→ REQUIRED ACTION A:
Can you give the records below again with "rough mask" changed to "coarse mask" and everything else left as it is?

→ GIVEN TEXT:

..........

# Principal Component Analysis (PCA)

### What is PCA?

Principal Component Analysis (PCA) is a dimensionality reduction technique used to reduce the number of features in a dataset while preserving as much variance (information) as possible. It transforms the data into a new coordinate system defined by principal components (PCs), which are linear combinations of the original features.

### How PCA Works:

1. **Standardize the Data:** Ensure all features have a mean of 0 and variance of 1 to avoid bias from larger-scale features.
2. **Compute Covariance Matrix:** Calculate the covariance matrix of the dataset to understand relationships between features.
3. **Compute Eigenvectors and Eigenvalues:**
    - Eigenvectors determine the directions (principal components) of maximum variance.
    - Eigenvalues measure the amount of variance explained by each principal component.

..........

→ DATA SECTION:
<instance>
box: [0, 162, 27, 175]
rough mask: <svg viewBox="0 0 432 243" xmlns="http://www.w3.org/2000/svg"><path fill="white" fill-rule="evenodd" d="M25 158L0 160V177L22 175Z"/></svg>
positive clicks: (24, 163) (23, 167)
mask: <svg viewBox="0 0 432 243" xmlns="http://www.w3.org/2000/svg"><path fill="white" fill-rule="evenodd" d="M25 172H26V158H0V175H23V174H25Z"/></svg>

..........

→ REQUIRED ACTION B:
Which steps does the PCA text list under "How PCA Works"?

→ RESPONSE AREA A:
<instance>
box: [0, 162, 27, 175]
coarse mask: <svg viewBox="0 0 432 243" xmlns="http://www.w3.org/2000/svg"><path fill="white" fill-rule="evenodd" d="M25 158L0 160V177L22 175Z"/></svg>
positive clicks: (24, 163) (23, 167)
mask: <svg viewBox="0 0 432 243" xmlns="http://www.w3.org/2000/svg"><path fill="white" fill-rule="evenodd" d="M25 172H26V158H0V175H23V174H25Z"/></svg>

→ RESPONSE AREA B:
1. Standardize the Data
2. Compute Covariance Matrix
3. Compute Eigenvectors and Eigenvalues